- SOURCE RECORDS:
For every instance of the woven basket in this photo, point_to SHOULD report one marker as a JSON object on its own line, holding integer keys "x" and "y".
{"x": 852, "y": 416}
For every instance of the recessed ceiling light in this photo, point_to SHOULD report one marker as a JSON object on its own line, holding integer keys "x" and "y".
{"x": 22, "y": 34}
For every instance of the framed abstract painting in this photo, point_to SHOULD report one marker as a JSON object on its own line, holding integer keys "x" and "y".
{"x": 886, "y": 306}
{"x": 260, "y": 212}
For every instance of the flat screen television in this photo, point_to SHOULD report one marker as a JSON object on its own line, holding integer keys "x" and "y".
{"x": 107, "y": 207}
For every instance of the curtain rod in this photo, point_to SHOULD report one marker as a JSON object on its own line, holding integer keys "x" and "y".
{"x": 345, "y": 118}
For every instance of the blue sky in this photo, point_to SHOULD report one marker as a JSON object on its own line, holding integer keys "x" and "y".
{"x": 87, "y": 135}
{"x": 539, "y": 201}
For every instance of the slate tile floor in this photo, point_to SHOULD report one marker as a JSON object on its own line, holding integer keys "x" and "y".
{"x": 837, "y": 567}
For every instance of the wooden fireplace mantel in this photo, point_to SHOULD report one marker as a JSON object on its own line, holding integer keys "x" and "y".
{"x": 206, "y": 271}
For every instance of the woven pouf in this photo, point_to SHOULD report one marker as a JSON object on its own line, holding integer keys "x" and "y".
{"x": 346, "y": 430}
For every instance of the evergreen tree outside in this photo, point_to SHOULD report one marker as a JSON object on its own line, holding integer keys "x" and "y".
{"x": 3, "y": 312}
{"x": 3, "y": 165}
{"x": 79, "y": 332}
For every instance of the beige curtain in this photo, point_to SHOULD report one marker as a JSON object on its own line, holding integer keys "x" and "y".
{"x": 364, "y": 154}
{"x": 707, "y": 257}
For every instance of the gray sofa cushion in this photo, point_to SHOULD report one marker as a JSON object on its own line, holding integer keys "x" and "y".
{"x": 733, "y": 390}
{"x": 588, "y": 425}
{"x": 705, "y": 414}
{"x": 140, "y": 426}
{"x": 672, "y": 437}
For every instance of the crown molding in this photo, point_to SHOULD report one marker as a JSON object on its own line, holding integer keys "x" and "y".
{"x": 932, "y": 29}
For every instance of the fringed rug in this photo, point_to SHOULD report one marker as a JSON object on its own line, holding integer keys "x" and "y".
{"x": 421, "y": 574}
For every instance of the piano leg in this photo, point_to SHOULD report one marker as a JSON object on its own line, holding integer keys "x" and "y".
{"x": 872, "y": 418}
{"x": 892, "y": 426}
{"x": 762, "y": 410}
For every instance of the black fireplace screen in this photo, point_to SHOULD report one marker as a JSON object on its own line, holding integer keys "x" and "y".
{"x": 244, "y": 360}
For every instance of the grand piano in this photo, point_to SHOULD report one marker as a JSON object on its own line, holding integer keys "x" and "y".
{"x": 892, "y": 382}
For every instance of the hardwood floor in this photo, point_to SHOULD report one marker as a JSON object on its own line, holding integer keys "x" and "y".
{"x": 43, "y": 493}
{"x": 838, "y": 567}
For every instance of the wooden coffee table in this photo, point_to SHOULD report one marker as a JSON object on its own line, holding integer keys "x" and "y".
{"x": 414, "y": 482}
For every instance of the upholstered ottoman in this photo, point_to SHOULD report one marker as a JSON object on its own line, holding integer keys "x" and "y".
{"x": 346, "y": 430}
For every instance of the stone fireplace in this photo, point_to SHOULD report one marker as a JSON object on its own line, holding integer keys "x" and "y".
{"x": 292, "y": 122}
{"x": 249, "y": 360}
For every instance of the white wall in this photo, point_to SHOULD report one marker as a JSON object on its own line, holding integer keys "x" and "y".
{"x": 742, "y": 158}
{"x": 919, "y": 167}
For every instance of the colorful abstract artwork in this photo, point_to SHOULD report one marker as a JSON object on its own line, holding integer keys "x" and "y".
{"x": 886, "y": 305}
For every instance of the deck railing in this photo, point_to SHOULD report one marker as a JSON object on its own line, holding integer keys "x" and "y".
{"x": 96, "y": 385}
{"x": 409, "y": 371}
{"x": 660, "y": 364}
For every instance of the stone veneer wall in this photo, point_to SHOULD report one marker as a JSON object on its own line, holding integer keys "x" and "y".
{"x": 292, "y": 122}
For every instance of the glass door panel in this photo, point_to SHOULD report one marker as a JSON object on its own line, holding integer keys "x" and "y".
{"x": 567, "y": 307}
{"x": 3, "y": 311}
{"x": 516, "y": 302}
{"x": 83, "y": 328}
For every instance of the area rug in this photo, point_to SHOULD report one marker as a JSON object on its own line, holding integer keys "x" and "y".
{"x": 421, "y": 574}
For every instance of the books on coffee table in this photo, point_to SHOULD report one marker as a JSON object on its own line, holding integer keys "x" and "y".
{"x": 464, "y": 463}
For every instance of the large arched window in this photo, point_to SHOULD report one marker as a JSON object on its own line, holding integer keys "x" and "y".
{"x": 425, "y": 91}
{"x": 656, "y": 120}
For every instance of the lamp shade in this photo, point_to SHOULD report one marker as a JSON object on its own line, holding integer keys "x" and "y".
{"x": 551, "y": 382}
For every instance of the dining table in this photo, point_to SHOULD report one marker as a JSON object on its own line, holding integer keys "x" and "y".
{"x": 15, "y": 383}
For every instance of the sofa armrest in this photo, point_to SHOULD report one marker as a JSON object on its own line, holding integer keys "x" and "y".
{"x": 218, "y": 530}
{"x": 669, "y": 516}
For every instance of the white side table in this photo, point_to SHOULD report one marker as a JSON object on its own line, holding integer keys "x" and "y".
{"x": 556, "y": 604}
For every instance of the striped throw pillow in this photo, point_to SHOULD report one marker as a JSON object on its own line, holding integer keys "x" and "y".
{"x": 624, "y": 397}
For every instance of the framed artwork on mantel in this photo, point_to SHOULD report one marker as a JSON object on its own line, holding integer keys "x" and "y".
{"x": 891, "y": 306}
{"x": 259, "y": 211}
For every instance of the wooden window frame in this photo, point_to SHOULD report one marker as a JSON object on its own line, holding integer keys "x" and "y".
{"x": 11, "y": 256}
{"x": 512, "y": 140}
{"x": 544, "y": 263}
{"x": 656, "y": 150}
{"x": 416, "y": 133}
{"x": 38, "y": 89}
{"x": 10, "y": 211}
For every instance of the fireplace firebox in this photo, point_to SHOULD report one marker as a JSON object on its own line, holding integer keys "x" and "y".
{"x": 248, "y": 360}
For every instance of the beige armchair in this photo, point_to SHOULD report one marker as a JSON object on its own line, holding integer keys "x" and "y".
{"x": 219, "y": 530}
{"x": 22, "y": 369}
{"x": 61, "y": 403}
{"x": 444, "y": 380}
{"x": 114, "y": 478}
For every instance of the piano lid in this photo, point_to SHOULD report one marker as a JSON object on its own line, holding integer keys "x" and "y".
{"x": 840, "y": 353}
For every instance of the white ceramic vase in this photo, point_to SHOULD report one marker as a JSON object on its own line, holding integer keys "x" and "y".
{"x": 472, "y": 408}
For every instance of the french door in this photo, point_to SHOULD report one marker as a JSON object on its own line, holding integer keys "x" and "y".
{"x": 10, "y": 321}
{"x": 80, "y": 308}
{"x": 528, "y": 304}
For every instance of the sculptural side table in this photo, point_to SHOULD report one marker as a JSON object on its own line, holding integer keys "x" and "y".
--
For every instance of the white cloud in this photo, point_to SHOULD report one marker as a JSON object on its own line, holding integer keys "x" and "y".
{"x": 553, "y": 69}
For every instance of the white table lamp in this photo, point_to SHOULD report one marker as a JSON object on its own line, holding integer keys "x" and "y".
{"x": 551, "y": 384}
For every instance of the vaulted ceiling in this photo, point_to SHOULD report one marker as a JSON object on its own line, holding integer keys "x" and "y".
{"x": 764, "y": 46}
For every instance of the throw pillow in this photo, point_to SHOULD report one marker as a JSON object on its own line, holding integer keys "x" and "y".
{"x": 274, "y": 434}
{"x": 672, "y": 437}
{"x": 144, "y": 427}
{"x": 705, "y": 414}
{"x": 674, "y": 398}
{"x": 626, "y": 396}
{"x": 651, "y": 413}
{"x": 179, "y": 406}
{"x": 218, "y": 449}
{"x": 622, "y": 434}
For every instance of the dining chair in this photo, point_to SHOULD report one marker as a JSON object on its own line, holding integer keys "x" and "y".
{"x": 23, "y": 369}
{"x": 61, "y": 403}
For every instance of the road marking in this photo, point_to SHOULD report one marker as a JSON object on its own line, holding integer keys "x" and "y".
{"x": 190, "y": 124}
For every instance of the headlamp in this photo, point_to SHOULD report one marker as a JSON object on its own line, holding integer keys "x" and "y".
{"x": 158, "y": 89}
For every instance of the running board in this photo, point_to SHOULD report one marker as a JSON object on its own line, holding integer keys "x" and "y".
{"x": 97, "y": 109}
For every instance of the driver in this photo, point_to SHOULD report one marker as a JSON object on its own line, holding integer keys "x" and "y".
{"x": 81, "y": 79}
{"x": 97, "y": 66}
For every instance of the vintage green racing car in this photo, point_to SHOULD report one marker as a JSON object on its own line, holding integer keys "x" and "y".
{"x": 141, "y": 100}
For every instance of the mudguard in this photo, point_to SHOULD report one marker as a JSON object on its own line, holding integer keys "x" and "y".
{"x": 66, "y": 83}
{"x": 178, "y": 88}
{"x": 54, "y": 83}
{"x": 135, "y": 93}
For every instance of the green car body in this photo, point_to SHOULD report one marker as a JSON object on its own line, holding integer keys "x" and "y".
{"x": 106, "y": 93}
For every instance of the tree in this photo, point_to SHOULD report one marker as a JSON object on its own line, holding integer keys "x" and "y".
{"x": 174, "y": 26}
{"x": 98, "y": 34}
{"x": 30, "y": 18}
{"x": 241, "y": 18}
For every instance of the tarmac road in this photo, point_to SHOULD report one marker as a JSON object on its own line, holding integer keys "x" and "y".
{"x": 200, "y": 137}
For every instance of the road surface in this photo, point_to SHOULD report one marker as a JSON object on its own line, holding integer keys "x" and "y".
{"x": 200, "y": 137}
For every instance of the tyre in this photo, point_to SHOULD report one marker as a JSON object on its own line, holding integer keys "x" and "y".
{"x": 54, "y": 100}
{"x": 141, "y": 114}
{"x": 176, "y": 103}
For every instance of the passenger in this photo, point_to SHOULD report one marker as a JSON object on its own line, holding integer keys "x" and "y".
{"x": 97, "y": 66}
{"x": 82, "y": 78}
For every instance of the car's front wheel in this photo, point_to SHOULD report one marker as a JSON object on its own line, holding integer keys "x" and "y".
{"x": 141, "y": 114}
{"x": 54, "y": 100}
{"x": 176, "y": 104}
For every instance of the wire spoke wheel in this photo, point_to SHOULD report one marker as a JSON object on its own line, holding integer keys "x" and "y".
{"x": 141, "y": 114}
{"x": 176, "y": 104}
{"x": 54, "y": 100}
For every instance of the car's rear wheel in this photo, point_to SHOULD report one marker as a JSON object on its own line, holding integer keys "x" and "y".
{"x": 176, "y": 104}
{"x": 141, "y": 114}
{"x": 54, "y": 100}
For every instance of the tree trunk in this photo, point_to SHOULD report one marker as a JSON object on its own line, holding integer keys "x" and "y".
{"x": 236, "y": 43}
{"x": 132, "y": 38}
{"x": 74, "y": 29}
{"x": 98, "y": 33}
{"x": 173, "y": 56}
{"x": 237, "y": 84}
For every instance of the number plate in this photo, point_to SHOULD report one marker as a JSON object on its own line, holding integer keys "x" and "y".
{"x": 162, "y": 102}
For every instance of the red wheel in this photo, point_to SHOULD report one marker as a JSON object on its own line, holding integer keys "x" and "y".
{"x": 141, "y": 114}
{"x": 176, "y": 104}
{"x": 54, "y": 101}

- YOUR TASK:
From the data above, return every line from the line that has "For every instance of the french" up to and including the line that has "For every instance of the sculptural", exactly.

- ANSWER SPACE:
For every instance of the french door in this photo, point_to SHOULD report one marker as a JSON object on its own line, holding integer keys "x" and "y".
{"x": 10, "y": 321}
{"x": 80, "y": 308}
{"x": 528, "y": 304}
For every instance of the sculptural side table in this photo, point_to SHOULD report one marker as a JSON object on its own line, holding integer keys "x" and "y".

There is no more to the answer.